## ЗАДАНИЕ
Воспроизведите дословно весь текст о взглядах Сахарова на мироустройство.

## ТЕКСТ ДЛЯ ЧТЕНИЯ
::::

Что же касается представлений о мироустройстве и месте России в мире, то Сахаров был убежденным мондиалистом — сторонником исчезновения наций и унификации мира под властью мирового правительства. Уже в «Меморандуме» он пишет: «Человечество может безболезненно развиваться только как одна семья, без разделения на нации в каком-либо ином смысле, кроме истории и традиций». Главной, безусловной, конечной целью Сахаров считал «конвергенцию стран с различным строем».
В своем проекте конституции «Союза Советских Республик Европы и Азии» Сахаров пишет: «В долгосрочной перспективе Союз в лице органов власти и граждан стремится к конвергенции социалистической и капиталистической систем… Политическим выражением такого сближения должно стать создание в будущем Мирового правительства».
Но из всей совокупности его заявлений видно, что желанное для него Мировое правительство — это правительство Запада, и прежде всего США. В телеграмме Дж. Картеру в 1976 г. он пишет: «Я уверен, что исполненная мужества и решимости… первая страна Запада — США — с честью понесет бремя, возложенное на ее граждан и руководителей историей» [163]. Напротив, СССР для Сахарова — именно империя зла, мутант цивилизации, не имеющий права на существование: «60-летняя история нашей страны полна ужасного насилия, чудовищных преступлений» и т.п. (1977).
При этом Россия до возникновения СССР — это вообще черная дыра, хуже СССР. В 1981 г. в статье для американской газеты Сахаров пишет о политике СССР, указывая на ее очевидно преступный, на его взгляд, уклон: «потеряв далекую перспективу… партийная власть продолжает традиционную русскую геополитику» [161]. Кстати, взгляды Е. Боннэр на этот вопрос еще радикальнее: «У нас политическая биография началась только в 1988 г., до этого у нашей страны ее не было».

::::

## ИСХОДНЫЕ ДАННЫЕ
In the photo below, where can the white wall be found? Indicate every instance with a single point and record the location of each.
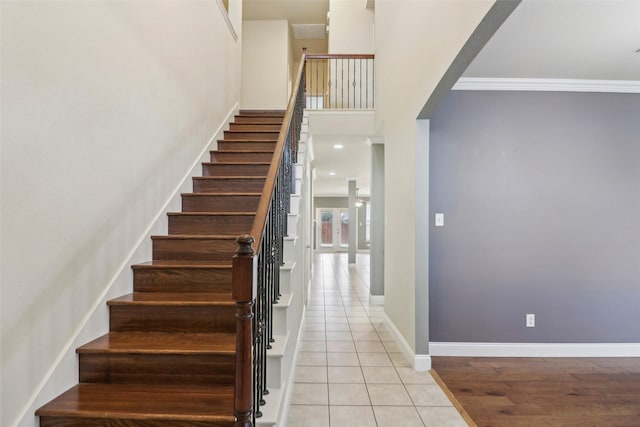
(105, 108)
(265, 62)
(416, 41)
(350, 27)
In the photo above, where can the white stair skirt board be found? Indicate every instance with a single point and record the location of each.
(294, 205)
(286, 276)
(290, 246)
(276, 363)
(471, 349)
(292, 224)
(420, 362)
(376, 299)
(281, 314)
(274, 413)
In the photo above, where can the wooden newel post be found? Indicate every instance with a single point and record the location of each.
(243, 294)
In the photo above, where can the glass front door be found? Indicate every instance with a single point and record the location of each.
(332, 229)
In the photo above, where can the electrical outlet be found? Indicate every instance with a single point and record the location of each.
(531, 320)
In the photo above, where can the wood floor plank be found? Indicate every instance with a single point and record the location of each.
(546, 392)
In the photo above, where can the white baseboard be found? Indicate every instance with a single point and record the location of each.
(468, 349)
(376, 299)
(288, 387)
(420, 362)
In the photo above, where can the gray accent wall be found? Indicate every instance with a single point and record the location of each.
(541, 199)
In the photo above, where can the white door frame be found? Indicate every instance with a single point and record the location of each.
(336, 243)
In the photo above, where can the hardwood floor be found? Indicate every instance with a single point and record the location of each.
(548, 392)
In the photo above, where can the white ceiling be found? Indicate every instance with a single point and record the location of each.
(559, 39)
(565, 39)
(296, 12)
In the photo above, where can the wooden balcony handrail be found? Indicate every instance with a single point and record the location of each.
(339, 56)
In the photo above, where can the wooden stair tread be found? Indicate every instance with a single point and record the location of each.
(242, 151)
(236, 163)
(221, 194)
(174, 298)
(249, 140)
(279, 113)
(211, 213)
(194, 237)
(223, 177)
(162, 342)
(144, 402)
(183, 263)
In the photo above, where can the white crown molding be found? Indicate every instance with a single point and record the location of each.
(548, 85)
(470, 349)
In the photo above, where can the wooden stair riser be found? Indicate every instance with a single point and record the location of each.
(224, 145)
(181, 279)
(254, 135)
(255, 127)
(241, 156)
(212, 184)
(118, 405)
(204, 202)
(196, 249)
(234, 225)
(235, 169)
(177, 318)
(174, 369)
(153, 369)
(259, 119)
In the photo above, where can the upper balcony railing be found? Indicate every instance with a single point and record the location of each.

::::

## РЕЗУЛЬТАТ
Что же касается представлений о мироустройстве и месте России в мире, то Сахаров был убежденным мондиалистом — сторонником исчезновения наций и унификации мира под властью мирового правительства. Уже в «Меморандуме» он пишет: «Человечество может безболезненно развиваться только как одна семья, без разделения на нации в каком-либо ином смысле, кроме истории и традиций». Главной, безусловной, конечной целью Сахаров считал «конвергенцию стран с различным строем».
В своем проекте конституции «Союза Советских Республик Европы и Азии» Сахаров пишет: «В долгосрочной перспективе Союз в лице органов власти и граждан стремится к конвергенции социалистической и капиталистической систем… Политическим выражением такого сближения должно стать создание в будущем Мирового правительства».
Но из всей совокупности его заявлений видно, что желанное для него Мировое правительство — это правительство Запада, и прежде всего США. В телеграмме Дж. Картеру в 1976 г. он пишет: «Я уверен, что исполненная мужества и решимости… первая страна Запада — США — с честью понесет бремя, возложенное на ее граждан и руководителей историей» [163]. Напротив, СССР для Сахарова — именно империя зла, мутант цивилизации, не имеющий права на существование: «60-летняя история нашей страны полна ужасного насилия, чудовищных преступлений» и т.п. (1977).
При этом Россия до возникновения СССР — это вообще черная дыра, хуже СССР. В 1981 г. в статье для американской газеты Сахаров пишет о политике СССР, указывая на ее очевидно преступный, на его взгляд, уклон: «потеряв далекую перспективу… партийная власть продолжает традиционную русскую геополитику» [161]. Кстати, взгляды Е. Боннэр на этот вопрос еще радикальнее: «У нас политическая биография началась только в 1988 г., до этого у нашей страны ее не было».